→ **TASK DETAILS**
Without the pictures, copy all the entries below exactly.

→ **PROVIDED RECORDS**
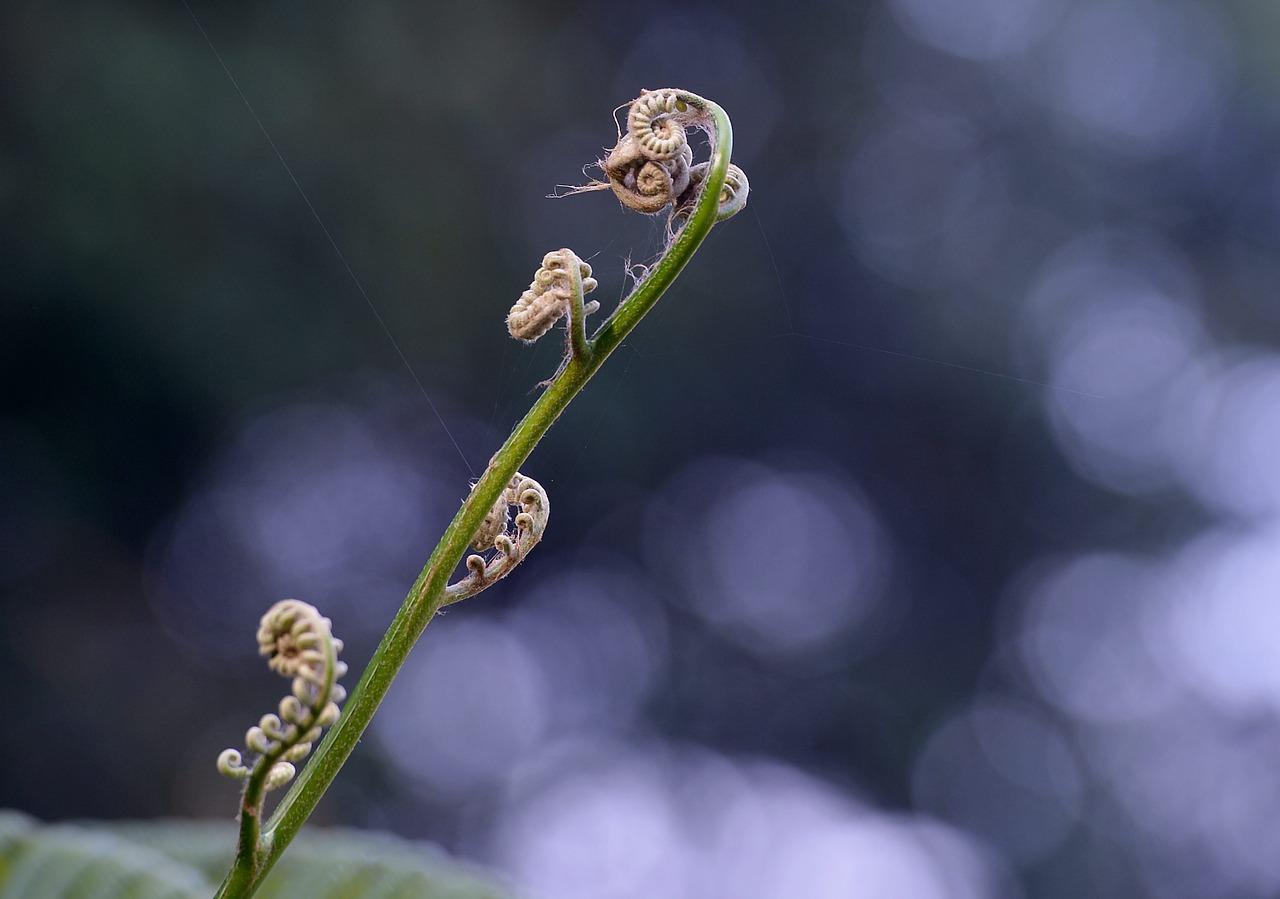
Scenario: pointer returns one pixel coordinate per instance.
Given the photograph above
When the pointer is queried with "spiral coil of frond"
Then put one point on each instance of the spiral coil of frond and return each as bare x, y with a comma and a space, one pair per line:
297, 643
496, 534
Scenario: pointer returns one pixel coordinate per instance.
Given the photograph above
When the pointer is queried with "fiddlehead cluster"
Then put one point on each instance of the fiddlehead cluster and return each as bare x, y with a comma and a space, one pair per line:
496, 533
297, 643
653, 163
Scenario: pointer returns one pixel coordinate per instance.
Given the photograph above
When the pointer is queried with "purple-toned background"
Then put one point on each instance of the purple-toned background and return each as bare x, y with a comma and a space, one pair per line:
924, 542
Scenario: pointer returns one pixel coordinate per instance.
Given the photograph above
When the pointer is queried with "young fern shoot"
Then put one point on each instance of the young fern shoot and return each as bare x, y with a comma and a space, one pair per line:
649, 169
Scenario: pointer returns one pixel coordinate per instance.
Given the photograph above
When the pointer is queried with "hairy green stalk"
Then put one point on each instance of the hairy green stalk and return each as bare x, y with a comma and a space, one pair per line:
263, 844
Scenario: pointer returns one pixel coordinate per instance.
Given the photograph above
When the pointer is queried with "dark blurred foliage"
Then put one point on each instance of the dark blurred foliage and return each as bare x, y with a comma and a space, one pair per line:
931, 512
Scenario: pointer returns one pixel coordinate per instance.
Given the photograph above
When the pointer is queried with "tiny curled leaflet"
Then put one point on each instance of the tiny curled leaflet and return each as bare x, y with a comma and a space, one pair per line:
551, 295
496, 534
297, 643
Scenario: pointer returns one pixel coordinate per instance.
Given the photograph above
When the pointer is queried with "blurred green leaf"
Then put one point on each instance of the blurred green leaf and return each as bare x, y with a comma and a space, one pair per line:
187, 858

→ **ANSWER TO THE TASK**
Scenario: pointer returns one pixel coordinate per instance.
Given the photograph above
When the pointer is queried with "spiral coil of frond"
Then put one point on each instance of the spiral coil of frond and return each as bare x, y with a comma and a space, one pair per line:
297, 643
496, 534
Scenario: pointer returns one pixel coordinate per instance.
Given the photograph above
When the pointer is queried with "fiddlehead cluster"
Then put one point on each instance of the fiddlehead cluster and return each as bare x, y with a comma and a space, one pair per line:
496, 533
297, 643
653, 163
Scenario: pointer returns one pixel coordinate per instance.
Given the photograph above
When the pointer is queried with "purple-toned background"
Then put one point on each instance of the purple-toned background and return each as bare x, y with a comma and a space, one pair per line:
924, 542
Scenario: pointer returns one pixel coordinate per instance.
Given the photograph above
When the pointer is queried with "young fern shoot"
Then put one point on each instance of the young fern shoot and return each as bare x, y with a comma and a space, one pair per line:
649, 169
Scenario: pointer returns one pixel coordinate per instance.
Given the photograph above
When the pointer is queried with "hairy green stalk"
Then put one point on each instance of the hairy green stalk and return each as bare x, y with a comma and a space, one pair per line:
263, 844
Scenario: pointer returns one pixel coordinate per instance.
Given the photograph above
When the pointer is queried with "dark blurred foliage"
Then put one point on each instance of the dark blurred foliage and return each as bare x, y with a comma and a space, one pair per line:
931, 512
Scenario: pointer returns one pixel coordinate per instance.
Given the photograph above
When the pointer is queried with "tiny curled leaflet"
Then put one point on each instance of the tiny curled leaflet and return each as bare x, y with a comma and a space, one pair per line:
551, 295
496, 534
297, 643
Scenario: pointer returns one pixel coordinate per instance.
Given the photograph above
When the pointer is queried with "blurred green leaf"
Then put one point on each instance of the blurred green leaf and return each as bare x, y with a comma and a space, one pair per line:
187, 858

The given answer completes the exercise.